> _Исходный листинг_:
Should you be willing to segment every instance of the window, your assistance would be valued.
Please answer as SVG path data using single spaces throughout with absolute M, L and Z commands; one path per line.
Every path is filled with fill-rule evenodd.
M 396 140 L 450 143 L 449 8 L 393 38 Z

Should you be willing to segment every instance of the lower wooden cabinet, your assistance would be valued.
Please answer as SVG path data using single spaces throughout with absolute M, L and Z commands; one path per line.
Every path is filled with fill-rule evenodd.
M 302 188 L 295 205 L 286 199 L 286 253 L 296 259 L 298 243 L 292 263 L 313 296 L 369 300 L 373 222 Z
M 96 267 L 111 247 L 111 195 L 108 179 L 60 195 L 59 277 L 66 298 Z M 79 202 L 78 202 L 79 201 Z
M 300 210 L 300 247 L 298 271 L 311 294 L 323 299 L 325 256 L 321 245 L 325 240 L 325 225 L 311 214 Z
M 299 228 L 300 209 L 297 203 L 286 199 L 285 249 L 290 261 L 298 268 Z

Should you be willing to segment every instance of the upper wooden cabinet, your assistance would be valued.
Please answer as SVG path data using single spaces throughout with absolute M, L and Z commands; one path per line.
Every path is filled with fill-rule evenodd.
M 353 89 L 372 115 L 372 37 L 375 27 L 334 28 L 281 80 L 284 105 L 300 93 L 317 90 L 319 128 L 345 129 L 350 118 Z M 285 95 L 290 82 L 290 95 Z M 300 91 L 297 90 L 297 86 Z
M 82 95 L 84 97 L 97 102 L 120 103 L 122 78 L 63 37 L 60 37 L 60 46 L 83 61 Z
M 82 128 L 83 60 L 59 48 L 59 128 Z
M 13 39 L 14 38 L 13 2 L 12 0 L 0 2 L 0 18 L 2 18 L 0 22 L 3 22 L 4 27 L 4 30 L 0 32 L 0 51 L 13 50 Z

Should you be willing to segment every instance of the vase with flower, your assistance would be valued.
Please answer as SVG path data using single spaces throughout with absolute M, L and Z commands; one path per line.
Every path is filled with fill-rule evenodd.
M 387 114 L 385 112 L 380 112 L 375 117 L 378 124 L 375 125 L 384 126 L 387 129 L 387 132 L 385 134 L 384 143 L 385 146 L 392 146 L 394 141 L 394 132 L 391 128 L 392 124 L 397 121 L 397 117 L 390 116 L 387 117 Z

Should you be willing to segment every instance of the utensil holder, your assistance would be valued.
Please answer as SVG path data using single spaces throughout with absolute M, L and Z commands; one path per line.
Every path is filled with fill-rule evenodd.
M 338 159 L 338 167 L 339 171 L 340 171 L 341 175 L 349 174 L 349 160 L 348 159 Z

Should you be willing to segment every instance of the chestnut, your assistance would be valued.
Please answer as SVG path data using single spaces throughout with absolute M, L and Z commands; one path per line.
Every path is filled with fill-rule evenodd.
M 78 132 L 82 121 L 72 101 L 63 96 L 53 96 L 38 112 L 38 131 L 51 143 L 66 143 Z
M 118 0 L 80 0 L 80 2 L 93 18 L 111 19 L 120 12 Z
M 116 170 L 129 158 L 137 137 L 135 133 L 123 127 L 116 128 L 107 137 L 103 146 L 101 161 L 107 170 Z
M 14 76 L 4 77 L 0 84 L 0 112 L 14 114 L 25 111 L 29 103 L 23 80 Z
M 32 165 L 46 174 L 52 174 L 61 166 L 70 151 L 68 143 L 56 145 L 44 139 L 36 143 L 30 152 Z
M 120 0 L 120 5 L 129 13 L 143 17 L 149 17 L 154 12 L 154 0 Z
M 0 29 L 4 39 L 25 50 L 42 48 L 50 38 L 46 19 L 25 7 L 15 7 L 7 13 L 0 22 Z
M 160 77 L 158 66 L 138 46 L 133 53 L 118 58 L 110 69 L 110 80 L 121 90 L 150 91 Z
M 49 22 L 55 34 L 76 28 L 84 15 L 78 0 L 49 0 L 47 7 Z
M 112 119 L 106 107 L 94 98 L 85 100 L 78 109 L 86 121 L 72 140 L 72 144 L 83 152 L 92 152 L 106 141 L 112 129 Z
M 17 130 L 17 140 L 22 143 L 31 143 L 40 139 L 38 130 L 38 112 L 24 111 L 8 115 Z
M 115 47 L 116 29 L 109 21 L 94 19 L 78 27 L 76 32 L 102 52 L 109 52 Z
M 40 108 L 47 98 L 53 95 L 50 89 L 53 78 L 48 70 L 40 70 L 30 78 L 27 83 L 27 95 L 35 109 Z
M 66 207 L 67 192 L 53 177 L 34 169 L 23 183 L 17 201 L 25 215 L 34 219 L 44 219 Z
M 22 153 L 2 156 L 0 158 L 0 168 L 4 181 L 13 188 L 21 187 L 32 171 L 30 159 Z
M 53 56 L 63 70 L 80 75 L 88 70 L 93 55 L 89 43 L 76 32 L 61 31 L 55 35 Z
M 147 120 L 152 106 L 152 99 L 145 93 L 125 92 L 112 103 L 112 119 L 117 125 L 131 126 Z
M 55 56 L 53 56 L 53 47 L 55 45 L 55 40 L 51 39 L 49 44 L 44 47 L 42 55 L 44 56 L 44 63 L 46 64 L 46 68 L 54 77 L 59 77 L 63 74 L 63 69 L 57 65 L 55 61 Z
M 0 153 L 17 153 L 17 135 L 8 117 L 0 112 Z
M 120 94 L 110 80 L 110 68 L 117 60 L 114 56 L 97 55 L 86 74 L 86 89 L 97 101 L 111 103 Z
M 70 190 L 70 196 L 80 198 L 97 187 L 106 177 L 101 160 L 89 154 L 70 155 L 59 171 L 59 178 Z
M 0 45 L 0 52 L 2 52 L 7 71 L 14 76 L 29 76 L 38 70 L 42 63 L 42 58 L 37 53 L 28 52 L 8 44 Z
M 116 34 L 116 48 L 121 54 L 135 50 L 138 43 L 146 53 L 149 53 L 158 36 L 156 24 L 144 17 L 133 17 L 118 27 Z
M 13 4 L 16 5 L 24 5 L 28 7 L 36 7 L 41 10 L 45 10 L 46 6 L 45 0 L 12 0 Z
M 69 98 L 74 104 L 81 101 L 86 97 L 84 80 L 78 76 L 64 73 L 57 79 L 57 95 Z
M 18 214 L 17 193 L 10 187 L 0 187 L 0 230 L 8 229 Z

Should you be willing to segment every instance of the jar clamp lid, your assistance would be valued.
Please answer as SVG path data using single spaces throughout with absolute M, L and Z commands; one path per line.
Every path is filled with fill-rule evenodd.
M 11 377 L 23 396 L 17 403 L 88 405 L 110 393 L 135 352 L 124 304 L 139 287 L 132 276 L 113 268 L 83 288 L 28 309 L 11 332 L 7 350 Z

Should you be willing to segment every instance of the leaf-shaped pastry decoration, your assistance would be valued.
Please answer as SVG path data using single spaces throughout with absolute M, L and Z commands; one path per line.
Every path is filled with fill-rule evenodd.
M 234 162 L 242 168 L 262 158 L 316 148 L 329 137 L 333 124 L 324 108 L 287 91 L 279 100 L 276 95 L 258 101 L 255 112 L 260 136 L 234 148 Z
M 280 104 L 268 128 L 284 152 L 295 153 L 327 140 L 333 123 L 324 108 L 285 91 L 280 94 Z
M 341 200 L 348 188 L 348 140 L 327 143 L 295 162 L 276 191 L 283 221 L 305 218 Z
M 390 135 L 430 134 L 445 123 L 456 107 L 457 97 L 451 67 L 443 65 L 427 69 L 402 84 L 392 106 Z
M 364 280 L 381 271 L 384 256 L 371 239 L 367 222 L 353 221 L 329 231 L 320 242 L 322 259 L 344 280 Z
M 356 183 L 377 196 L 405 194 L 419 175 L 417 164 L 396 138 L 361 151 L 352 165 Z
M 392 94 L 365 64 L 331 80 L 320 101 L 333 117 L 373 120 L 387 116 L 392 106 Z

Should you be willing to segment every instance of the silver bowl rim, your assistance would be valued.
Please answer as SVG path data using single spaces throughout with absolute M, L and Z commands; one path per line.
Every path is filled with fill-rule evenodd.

> _Условие задачи_:
Отредактируйте строки листинга от строки с «Should you be willing to segment every instance of the silver» до конца листинга включительно: замените «silver» на «golden», остальное оставьте без изменений.

> _Решение задачи_:
Should you be willing to segment every instance of the golden bowl rim, your assistance would be valued.
Please answer as SVG path data using single spaces throughout with absolute M, L and Z commands; one path per line.
Every path is filled with fill-rule evenodd.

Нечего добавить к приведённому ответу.